--- Begin Excerpt provided ---

Bruce Steiner: So when the original transferor made a gift or died, there was an estate tax or there was a gift tax, but as the money wended its way down the generations there were no further transfer taxes, and Congress said, "Hey, wait a minute. You know this is a big loophole." These mega wealthy families avoided the transfer taxes at each generation that the people with less sophisticated advice had to pay every generation. You left money to your kids.
Bruce Steiner: And not only did you pay estate tax when they died, they paid estate tax, and then they left it to the grandchildren, and when the grandchildren died they paid estate tax, and so on. So in 1976 Congress enacted a generation skipping transfer tax. The drafting wasn't very good. In 1986 they repealed that retroactively, and they enacted the current version of the generation skipping transfer tax.
Bruce Steiner: Which is still approximately what it was when it was first enacted with a few little tweaks.
Bruce Steiner: And it's been almost 40 years since then. So we're going to start to see the tax apply. We're going to see people who died after 1986, who left money in trust for their kids, and then their kids are going to start to die. And 40 years is even more than an average generation.
Bruce Steiner: And we'll start seeing people have to deal with this tax that so many people ignored or pretended, or didn't want to learn about because it was too complicated. Well, now we have to learn about it. We have to know a little bit about how it works. We can go look up the details as we need to, but we need to in general understand how it works.
Bruce Steiner: There are 3 things that are subject to the GST tax.

--- End Excerpt provided ---
--- Begin Stored data ---

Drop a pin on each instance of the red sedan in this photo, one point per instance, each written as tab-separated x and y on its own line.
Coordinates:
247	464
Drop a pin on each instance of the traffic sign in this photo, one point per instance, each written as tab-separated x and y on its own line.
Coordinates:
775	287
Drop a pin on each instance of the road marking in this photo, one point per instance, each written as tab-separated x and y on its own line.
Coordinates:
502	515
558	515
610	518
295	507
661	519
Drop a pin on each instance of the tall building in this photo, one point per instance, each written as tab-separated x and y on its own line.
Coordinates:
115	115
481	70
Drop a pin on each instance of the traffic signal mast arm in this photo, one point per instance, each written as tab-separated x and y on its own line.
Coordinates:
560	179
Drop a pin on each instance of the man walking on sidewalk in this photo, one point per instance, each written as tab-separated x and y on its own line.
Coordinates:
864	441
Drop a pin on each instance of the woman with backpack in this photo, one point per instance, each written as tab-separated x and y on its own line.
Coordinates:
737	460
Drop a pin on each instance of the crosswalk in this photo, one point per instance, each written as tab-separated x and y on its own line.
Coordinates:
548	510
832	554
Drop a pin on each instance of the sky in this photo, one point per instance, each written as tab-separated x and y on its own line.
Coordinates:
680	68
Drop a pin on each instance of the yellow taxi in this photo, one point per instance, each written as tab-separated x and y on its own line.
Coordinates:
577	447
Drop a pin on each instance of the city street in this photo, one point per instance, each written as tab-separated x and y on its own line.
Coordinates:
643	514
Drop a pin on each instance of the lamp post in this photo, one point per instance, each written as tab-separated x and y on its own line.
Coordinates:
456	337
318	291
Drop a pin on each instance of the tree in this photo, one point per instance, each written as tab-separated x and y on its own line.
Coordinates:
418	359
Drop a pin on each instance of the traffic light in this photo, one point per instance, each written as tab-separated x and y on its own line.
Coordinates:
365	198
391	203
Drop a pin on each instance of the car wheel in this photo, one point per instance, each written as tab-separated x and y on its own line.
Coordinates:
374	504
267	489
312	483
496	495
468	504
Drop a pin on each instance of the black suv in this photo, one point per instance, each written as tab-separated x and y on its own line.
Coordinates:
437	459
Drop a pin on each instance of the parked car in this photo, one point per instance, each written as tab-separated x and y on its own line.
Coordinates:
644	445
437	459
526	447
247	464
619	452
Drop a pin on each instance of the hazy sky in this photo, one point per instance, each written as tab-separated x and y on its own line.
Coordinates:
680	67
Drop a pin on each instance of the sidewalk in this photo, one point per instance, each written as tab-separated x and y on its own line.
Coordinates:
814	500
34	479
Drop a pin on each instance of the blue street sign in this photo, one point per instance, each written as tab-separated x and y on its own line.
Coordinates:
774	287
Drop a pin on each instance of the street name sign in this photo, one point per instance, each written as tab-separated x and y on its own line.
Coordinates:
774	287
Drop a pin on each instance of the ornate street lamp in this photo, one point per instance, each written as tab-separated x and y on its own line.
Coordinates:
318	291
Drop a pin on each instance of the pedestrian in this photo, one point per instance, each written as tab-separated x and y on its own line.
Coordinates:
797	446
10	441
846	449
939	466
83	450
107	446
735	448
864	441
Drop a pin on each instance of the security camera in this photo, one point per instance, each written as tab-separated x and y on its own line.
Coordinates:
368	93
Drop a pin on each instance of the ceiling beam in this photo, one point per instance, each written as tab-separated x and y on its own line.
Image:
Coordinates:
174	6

--- End Stored data ---

◆ **Requests**
a. According to the transcript, in what year did Congress enact the current version of the generation skipping transfer tax?
b. Reproduce the passage of the transcript starting at "Bruce Steiner: And it's" and ending at "understand how it works.".
The listing has no connection to the transcript.

◆ **Solutions for each task**
a. 1986

b.
Bruce Steiner: And it's been almost 40 years since then. So we're going to start to see the tax apply. We're going to see people who died after 1986, who left money in trust for their kids, and then their kids are going to start to die. And 40 years is even more than an average generation.
Bruce Steiner: And we'll start seeing people have to deal with this tax that so many people ignored or pretended, or didn't want to learn about because it was too complicated. Well, now we have to learn about it. We have to know a little bit about how it works. We can go look up the details as we need to, but we need to in general understand how it works.